begin Input material

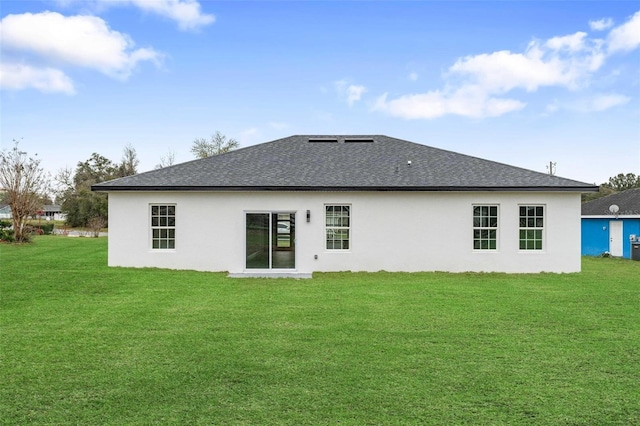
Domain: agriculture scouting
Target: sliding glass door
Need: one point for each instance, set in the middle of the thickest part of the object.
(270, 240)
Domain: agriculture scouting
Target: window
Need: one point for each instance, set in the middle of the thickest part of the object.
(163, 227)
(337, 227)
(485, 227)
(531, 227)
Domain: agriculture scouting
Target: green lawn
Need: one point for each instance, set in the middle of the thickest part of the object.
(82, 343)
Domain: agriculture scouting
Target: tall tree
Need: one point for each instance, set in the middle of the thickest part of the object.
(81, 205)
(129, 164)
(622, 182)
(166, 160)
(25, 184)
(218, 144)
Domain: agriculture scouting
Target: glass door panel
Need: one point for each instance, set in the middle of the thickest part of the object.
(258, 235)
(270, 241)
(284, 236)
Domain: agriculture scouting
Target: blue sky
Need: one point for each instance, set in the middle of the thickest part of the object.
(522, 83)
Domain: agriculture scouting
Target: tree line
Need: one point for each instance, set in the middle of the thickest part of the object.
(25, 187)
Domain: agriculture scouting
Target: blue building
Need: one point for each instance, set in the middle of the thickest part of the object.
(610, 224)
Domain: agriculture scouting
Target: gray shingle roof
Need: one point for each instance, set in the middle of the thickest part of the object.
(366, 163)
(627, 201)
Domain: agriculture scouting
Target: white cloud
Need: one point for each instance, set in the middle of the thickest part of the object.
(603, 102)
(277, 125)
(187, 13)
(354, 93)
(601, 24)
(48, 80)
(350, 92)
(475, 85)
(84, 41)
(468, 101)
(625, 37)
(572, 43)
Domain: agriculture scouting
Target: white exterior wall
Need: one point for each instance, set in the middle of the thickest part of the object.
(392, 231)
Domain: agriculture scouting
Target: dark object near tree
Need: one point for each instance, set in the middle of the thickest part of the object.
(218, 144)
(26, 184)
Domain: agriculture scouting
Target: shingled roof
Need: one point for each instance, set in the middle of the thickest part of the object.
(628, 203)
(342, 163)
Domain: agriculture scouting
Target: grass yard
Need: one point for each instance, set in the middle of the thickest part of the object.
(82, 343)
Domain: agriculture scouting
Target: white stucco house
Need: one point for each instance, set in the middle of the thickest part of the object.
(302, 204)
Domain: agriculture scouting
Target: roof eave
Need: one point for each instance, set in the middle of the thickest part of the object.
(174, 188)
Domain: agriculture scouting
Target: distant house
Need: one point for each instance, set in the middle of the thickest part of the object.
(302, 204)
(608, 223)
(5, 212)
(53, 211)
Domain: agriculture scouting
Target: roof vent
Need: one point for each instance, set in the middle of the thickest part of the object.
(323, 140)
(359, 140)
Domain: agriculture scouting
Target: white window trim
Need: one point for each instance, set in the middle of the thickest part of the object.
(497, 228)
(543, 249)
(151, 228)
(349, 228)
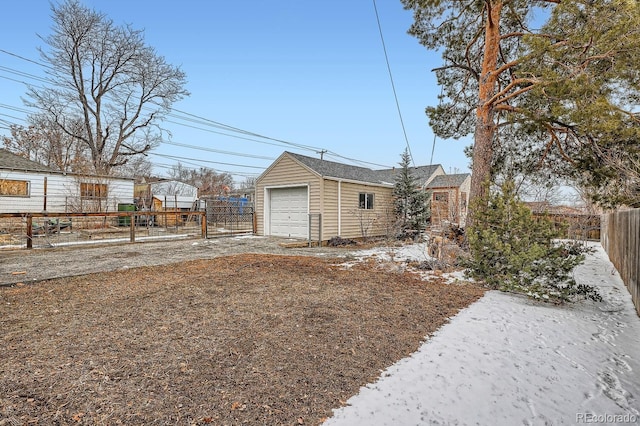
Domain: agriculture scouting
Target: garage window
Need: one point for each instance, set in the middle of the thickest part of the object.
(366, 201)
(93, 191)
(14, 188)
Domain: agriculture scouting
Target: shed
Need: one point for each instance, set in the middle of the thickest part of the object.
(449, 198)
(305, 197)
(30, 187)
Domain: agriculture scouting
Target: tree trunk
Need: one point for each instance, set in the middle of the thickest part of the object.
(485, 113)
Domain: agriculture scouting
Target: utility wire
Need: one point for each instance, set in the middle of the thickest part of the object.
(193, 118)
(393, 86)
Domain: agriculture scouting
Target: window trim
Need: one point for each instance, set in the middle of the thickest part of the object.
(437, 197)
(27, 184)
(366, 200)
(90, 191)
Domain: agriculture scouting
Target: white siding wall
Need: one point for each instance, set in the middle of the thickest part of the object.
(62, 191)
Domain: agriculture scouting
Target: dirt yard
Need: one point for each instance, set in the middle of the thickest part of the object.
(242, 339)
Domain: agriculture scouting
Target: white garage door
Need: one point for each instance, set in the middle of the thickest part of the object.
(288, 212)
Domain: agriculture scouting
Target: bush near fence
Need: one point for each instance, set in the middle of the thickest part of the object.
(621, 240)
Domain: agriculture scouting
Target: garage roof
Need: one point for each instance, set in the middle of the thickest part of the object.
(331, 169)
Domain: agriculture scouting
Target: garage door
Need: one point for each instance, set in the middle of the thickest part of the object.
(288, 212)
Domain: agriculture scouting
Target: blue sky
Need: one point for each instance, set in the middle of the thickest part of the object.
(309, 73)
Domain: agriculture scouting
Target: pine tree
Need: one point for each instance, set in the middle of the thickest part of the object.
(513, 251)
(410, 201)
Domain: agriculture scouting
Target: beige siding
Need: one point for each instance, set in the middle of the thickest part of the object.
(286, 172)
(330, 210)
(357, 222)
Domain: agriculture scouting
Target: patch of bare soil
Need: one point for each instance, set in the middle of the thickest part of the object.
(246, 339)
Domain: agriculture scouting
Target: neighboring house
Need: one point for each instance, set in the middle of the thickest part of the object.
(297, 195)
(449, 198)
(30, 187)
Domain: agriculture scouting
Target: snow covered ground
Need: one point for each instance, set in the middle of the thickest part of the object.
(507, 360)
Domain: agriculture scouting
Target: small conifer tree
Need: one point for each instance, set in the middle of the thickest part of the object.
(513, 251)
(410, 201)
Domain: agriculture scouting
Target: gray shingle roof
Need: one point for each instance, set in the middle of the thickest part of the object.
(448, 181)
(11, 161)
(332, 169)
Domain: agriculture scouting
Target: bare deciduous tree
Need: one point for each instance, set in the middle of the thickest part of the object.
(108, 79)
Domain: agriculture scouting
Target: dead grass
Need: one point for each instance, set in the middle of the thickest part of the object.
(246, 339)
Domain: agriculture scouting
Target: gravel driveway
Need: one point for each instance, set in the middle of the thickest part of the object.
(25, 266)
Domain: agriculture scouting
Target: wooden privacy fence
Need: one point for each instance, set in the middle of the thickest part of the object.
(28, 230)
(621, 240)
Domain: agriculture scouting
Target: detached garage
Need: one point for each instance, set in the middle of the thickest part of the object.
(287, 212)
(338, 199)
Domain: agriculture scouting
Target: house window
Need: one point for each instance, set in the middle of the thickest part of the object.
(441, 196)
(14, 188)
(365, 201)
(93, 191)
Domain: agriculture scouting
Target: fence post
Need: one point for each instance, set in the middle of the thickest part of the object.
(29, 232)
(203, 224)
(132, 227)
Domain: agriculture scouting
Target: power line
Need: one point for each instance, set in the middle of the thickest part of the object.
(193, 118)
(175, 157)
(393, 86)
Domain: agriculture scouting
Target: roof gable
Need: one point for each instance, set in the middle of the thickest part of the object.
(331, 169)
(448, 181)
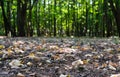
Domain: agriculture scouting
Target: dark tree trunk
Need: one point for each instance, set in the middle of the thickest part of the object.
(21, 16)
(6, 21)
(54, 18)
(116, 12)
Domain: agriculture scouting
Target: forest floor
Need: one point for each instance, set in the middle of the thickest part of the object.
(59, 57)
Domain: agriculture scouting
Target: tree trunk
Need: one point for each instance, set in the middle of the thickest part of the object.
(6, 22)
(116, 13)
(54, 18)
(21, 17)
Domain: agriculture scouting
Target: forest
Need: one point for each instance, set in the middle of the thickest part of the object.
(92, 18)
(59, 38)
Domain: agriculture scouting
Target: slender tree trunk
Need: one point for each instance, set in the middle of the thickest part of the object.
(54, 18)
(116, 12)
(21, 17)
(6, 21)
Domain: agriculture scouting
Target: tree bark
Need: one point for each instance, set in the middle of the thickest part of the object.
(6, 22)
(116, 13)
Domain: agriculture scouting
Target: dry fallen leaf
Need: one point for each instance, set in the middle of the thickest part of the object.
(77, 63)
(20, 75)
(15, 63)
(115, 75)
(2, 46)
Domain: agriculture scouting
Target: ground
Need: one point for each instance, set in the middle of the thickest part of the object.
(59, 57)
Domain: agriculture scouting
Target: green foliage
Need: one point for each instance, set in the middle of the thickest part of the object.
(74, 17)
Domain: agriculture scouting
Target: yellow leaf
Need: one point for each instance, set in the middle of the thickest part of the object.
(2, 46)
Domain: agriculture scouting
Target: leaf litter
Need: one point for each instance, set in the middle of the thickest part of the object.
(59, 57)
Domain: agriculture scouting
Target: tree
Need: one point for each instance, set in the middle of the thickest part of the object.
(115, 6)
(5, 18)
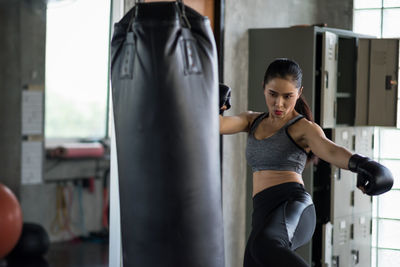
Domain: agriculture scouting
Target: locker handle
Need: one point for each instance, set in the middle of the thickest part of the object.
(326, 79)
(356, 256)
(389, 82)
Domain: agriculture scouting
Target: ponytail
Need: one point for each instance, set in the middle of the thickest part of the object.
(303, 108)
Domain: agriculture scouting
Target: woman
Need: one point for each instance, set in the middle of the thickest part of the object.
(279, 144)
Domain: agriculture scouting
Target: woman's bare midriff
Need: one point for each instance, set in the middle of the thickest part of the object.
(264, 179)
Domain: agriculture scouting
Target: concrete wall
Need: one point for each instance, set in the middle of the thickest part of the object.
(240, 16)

end Input material
begin Input material

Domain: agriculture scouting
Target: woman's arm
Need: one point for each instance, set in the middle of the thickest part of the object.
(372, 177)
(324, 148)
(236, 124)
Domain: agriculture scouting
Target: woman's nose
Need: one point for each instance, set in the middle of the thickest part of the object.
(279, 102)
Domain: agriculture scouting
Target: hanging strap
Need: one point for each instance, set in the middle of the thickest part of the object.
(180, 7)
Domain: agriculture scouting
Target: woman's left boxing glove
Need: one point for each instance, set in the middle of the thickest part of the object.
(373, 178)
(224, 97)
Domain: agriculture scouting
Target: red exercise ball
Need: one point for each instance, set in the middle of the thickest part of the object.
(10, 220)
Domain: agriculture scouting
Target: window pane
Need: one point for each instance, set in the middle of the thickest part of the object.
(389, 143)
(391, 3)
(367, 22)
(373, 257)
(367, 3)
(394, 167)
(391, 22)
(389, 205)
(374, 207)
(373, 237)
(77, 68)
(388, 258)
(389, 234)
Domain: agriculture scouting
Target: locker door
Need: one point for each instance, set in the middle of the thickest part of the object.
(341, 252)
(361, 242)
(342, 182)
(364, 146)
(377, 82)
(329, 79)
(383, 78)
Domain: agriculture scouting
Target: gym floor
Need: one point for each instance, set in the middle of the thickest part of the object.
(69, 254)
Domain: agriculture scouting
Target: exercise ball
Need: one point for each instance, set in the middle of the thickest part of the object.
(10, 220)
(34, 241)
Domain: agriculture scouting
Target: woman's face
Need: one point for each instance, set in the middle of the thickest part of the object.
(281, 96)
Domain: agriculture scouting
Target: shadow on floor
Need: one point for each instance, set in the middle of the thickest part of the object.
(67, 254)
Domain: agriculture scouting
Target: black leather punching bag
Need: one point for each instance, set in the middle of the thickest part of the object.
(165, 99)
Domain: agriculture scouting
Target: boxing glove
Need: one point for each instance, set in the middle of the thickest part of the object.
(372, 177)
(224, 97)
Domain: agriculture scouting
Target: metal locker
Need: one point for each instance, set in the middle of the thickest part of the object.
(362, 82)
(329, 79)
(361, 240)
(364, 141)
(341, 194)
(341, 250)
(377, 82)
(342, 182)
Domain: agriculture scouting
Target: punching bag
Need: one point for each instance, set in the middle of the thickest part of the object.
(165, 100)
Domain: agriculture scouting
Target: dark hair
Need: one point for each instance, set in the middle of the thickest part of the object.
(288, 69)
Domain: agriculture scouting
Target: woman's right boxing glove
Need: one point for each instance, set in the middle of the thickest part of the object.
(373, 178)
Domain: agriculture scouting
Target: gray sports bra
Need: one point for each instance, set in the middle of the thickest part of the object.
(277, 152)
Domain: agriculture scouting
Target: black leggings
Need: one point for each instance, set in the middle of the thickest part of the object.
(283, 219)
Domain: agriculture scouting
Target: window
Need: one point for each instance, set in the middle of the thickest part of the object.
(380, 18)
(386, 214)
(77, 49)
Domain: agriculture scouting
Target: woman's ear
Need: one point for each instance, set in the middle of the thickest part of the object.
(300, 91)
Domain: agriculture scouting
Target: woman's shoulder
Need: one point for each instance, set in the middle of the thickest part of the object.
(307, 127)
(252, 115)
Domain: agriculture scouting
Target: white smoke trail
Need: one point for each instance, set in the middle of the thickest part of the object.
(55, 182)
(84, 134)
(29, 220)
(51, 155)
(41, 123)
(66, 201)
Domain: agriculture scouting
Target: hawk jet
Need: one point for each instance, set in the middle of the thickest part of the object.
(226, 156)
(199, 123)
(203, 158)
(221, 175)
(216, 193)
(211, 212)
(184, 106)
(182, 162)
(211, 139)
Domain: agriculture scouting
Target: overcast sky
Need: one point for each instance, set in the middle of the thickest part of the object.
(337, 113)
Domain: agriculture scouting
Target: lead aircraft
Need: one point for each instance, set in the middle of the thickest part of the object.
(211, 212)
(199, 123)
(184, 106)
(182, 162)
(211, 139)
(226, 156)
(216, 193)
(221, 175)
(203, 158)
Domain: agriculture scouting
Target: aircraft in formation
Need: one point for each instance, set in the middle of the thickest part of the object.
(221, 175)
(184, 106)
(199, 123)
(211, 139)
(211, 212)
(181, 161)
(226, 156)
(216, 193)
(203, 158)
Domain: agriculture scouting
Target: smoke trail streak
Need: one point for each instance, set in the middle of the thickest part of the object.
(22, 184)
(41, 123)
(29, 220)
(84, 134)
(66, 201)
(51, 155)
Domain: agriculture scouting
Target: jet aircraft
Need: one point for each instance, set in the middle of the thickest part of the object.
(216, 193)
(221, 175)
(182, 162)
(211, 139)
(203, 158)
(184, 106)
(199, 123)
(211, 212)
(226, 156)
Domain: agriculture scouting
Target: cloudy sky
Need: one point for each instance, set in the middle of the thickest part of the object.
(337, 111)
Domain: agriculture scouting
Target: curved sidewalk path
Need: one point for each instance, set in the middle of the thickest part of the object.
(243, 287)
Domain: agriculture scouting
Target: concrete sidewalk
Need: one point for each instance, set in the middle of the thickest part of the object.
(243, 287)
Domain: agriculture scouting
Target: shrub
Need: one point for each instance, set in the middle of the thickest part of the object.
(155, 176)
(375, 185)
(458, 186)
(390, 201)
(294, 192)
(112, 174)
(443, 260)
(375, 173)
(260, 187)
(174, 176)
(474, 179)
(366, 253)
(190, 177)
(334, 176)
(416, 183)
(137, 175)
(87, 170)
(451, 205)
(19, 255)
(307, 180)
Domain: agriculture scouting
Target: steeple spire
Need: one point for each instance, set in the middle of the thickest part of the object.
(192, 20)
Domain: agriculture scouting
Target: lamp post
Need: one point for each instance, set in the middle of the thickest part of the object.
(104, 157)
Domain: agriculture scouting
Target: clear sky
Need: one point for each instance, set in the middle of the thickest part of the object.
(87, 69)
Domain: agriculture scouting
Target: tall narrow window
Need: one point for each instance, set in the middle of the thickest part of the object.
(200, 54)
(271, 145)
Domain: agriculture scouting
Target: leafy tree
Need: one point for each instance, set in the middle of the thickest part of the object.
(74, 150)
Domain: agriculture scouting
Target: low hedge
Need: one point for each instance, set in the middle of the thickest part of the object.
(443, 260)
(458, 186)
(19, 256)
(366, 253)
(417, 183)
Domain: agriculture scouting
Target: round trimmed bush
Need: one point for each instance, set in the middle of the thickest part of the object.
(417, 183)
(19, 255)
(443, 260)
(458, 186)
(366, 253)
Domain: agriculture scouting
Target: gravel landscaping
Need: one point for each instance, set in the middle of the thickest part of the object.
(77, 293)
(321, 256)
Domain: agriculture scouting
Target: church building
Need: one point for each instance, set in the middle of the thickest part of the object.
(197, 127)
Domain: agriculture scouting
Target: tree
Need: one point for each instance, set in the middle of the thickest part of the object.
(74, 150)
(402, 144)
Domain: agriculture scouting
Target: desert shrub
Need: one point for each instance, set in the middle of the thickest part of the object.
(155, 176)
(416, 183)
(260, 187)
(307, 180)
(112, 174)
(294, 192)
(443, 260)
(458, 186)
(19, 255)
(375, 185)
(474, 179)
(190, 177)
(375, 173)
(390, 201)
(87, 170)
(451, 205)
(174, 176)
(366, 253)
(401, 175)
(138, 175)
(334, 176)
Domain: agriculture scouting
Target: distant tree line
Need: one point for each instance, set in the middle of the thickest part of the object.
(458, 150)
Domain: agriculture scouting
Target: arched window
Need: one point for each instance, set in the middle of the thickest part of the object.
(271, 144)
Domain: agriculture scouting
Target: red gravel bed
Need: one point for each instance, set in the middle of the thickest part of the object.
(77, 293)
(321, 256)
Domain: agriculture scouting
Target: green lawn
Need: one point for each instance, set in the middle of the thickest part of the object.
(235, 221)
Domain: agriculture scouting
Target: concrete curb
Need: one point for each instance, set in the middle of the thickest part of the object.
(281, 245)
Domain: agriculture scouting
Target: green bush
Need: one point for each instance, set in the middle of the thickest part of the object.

end Input material

### Set exercise
Which lines in the rows above contain the word "glove", counting only matches of the same case? List each of those lines in full.

### Task response
Target: woman's left boxing glove
Target: boxing glove
Target: woman's right boxing glove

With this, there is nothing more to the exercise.